Copy the lines below word for word, starting at the line containing "the dark brown" and ending at the line containing "[(438, 355)]".

Supplied data:
-- start --

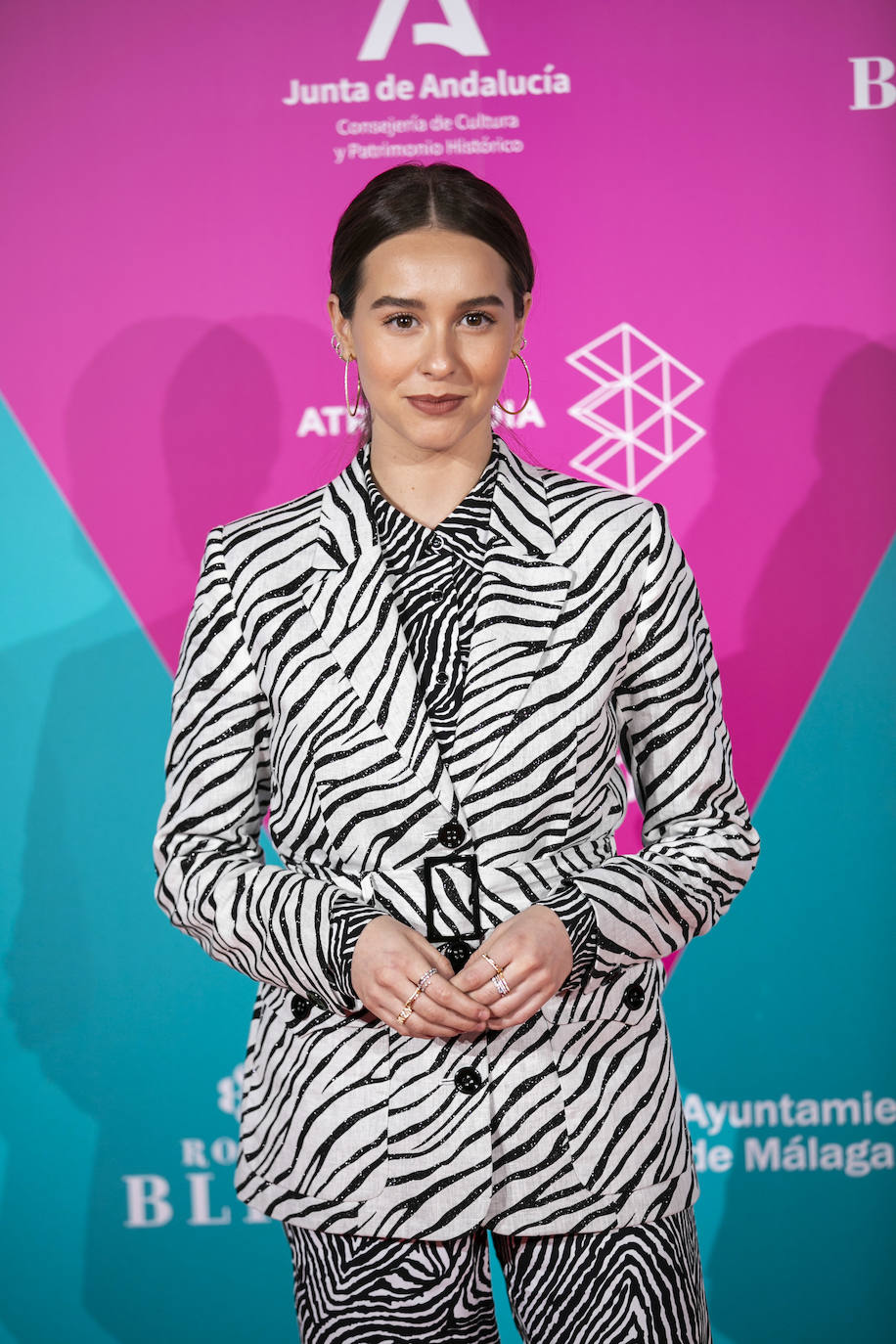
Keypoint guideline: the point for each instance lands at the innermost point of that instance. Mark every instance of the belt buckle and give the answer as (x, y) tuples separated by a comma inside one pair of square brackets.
[(470, 866)]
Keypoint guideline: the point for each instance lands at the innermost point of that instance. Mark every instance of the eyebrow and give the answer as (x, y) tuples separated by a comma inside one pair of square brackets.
[(389, 301)]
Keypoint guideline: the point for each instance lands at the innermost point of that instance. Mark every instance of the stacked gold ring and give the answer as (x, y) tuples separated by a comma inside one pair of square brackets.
[(497, 978), (407, 1008)]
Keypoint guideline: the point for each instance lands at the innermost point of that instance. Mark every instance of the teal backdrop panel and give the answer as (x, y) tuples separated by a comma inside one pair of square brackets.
[(121, 1041), (118, 1037), (790, 1003)]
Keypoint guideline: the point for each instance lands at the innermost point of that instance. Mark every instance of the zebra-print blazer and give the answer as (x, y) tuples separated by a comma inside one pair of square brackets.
[(295, 689)]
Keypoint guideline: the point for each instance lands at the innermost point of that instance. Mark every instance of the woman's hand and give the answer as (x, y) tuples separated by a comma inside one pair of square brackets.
[(388, 962), (535, 953)]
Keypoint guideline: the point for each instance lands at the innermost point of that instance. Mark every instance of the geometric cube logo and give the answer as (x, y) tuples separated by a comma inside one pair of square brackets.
[(634, 409)]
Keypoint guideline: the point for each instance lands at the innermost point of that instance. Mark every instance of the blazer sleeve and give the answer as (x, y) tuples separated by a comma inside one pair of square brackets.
[(212, 880), (698, 844)]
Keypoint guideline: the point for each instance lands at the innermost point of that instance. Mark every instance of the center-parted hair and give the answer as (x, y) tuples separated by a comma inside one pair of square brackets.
[(427, 195), (416, 195)]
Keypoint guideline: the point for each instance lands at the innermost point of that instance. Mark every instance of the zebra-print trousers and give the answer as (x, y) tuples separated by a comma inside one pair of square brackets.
[(640, 1283)]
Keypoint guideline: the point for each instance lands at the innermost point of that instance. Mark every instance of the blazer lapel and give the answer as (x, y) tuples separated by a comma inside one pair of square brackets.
[(521, 594), (352, 604), (351, 600)]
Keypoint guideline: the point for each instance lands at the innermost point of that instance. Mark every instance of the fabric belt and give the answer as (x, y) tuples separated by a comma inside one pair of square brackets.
[(454, 891)]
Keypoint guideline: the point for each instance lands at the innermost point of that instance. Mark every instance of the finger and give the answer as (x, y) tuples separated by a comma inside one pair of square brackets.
[(528, 1008), (443, 1003), (478, 972)]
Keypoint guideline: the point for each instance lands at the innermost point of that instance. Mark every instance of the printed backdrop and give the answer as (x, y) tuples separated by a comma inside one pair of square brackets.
[(709, 197)]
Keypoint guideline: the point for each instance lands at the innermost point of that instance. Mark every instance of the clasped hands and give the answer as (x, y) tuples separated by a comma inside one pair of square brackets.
[(389, 959)]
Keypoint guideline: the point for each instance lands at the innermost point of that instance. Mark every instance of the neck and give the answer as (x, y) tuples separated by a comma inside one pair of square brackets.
[(427, 484)]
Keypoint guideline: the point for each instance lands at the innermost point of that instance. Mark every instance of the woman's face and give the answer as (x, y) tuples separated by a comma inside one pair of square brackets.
[(432, 319)]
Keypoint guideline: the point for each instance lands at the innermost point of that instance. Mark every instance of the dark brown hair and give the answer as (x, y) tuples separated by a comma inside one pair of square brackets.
[(417, 195)]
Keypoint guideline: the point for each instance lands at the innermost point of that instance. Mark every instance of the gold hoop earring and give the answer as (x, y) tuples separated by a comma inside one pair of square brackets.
[(357, 399), (528, 390)]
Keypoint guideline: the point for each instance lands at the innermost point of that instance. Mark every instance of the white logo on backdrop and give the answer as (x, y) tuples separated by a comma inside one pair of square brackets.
[(880, 81), (460, 31), (634, 409)]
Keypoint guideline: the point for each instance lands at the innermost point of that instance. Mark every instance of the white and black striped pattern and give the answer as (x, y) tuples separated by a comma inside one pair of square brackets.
[(295, 686), (634, 1283)]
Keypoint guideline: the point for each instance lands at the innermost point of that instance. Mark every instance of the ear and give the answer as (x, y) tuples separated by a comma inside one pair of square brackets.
[(341, 326), (520, 323)]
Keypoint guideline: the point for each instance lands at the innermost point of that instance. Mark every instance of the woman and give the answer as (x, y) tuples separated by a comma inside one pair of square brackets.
[(426, 668)]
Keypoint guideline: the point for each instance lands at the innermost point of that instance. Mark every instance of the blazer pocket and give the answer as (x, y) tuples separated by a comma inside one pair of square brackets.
[(626, 995), (622, 1109), (315, 1109)]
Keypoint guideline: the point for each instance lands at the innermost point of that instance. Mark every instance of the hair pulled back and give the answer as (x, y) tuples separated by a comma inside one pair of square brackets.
[(420, 195)]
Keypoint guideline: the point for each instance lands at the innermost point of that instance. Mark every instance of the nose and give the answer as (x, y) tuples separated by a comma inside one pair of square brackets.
[(438, 355)]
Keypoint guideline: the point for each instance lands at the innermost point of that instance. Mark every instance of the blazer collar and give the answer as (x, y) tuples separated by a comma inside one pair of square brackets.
[(521, 593), (520, 516)]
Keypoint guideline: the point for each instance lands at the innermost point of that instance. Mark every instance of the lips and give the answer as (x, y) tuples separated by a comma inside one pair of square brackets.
[(435, 405)]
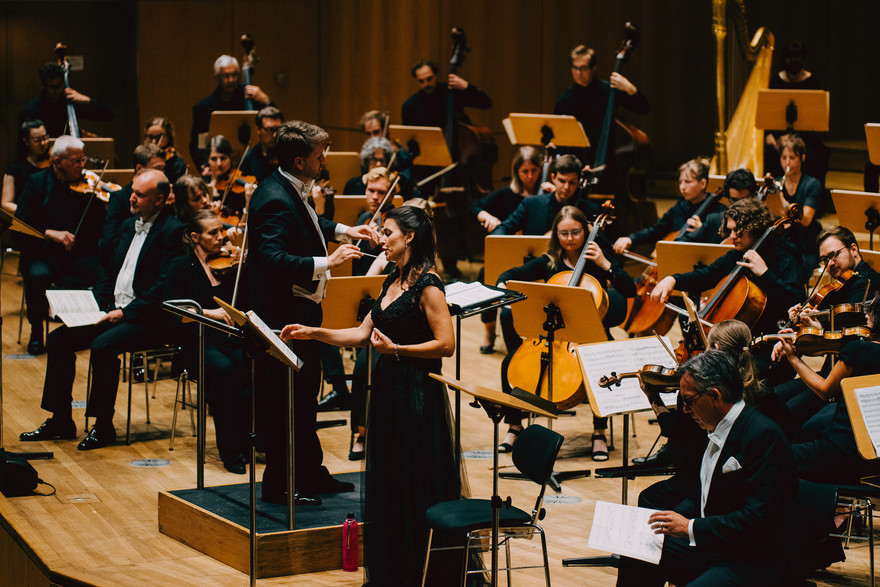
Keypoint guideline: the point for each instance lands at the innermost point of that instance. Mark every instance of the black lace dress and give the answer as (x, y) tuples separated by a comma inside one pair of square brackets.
[(410, 459)]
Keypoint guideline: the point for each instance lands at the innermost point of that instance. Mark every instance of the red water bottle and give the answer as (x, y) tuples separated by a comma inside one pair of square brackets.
[(350, 544)]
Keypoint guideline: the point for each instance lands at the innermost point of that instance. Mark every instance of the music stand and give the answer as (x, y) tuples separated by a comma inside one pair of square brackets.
[(858, 209), (10, 222), (504, 251), (530, 129), (492, 401), (872, 134), (555, 313), (433, 150), (793, 110)]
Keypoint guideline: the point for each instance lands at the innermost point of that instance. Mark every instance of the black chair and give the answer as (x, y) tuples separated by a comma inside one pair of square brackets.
[(534, 454)]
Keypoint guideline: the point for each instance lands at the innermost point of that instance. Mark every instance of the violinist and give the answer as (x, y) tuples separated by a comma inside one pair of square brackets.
[(802, 189), (220, 170), (535, 215), (738, 184), (375, 152), (230, 94), (51, 105), (692, 179), (226, 381), (824, 447), (31, 156), (71, 221), (774, 268), (160, 131), (587, 97), (427, 107), (146, 156), (491, 210), (569, 233), (261, 160)]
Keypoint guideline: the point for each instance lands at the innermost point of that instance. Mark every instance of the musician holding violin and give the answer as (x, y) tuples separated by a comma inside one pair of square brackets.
[(568, 243), (72, 223), (32, 155), (226, 380), (51, 105), (160, 131)]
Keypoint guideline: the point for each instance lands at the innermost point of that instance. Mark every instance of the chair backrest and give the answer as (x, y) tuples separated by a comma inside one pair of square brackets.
[(534, 453)]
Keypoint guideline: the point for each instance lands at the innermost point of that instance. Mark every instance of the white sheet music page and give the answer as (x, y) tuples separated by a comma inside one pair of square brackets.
[(869, 405), (622, 356), (75, 307), (624, 530)]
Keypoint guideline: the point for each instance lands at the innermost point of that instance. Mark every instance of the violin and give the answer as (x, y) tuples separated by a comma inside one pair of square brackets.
[(813, 342), (656, 376), (72, 122)]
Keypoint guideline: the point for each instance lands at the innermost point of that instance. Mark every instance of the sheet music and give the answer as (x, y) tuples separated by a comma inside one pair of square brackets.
[(470, 294), (622, 356), (624, 530), (278, 348), (869, 405), (75, 307)]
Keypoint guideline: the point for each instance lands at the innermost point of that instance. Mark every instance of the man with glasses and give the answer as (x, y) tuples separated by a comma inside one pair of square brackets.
[(72, 223), (728, 530)]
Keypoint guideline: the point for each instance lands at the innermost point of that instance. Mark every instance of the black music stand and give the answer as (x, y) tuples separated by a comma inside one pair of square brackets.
[(493, 401), (10, 222), (465, 308)]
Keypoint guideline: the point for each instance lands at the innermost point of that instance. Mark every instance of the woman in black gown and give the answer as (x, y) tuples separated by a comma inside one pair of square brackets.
[(410, 456)]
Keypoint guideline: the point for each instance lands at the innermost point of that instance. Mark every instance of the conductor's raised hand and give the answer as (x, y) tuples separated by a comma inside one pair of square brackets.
[(297, 332), (342, 255), (365, 232), (381, 342)]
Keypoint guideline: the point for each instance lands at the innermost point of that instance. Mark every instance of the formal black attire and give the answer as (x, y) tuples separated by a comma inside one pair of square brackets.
[(48, 204), (410, 452), (284, 242), (534, 215), (738, 535), (144, 324), (226, 384), (54, 114)]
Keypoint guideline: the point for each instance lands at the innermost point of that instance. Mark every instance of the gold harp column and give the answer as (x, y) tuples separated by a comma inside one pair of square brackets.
[(719, 28)]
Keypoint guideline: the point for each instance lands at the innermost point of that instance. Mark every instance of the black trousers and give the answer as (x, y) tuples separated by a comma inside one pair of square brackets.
[(106, 341)]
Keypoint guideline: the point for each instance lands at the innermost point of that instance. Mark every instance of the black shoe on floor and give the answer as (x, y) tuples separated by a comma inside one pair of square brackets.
[(51, 430), (99, 437), (335, 400)]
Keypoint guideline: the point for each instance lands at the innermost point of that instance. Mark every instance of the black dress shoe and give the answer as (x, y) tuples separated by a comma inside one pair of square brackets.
[(99, 437), (335, 400), (51, 430), (36, 347)]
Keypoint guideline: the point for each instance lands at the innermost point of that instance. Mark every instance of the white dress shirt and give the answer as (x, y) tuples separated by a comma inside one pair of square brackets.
[(123, 292), (321, 272)]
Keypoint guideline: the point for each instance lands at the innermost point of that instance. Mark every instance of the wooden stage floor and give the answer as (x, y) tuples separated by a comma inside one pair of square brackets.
[(100, 528)]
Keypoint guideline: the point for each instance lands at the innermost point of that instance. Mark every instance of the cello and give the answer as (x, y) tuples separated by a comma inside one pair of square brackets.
[(529, 366)]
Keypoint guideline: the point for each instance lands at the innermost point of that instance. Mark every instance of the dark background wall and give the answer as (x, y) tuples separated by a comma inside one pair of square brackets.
[(327, 61)]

-- end --

Complete answer:
Keypoint guideline: the point for each instance lands at the innermost point of that instance. Mark every instance of the dark brown hair and give the answer as (x, y) tuples separated by a comma inside one pair of square brackets.
[(417, 195)]
Keypoint guideline: the point for each instance lands at the innermost point of that instance. Mark every instance of the gold hoop earring and give the answer as (x, y) tuples separated by a comma inside one pair of square brackets.
[(357, 399), (528, 390)]
Keypoint guideline: the point for each instance lands at the innermost point of that instance. Mark every instance of the white logo on backdrop and give the answer as (x, y) tuples separated by a comma inside one pair of square brackets.
[(880, 81), (460, 31), (634, 409)]
Keypoint guideline: the point for each instance lands at the innermost point of that instance. Mark every instance of the white and black striped pattern and give the answer as (x, y) tuples separated by a comma inside one pair of square brackets.
[(295, 686), (634, 1283)]
Keypoint guideline: the point for each instance lands at the innermost point of that instance. Mark every instance of the ear and give the answer as (x, y) tuples separated by a comma inside one pair of square brackets.
[(341, 326), (520, 323)]
Keypoint guideline: the point for each instance lands at the innermost point of that instance. Mark every instance of the woman and give the answer as (x, y) tuples separated by a comma inside one pair of square brackets.
[(426, 668)]
Keypoint guideline: the point for each instance lands at the innermost point of that instance. Mark every instance of the blazer pocket and give the answer as (x, y) tuples separated by a comma inside one pair of square brackets.
[(626, 995), (622, 1109), (315, 1109)]
Keypoint guideline: the point for each instance lands at the innermost point of that instance. Mark every instance of the hair pulled back and give the answer as (x, y) tuples separated by a comma inside one pair of square brackets.
[(420, 195)]
Keypoint guideline: the point for each instance lands at the innermost point of that instance. Mark every instance of the nose and give the answer as (x, y) tuples separated by a comma inside one pair of square brackets.
[(438, 355)]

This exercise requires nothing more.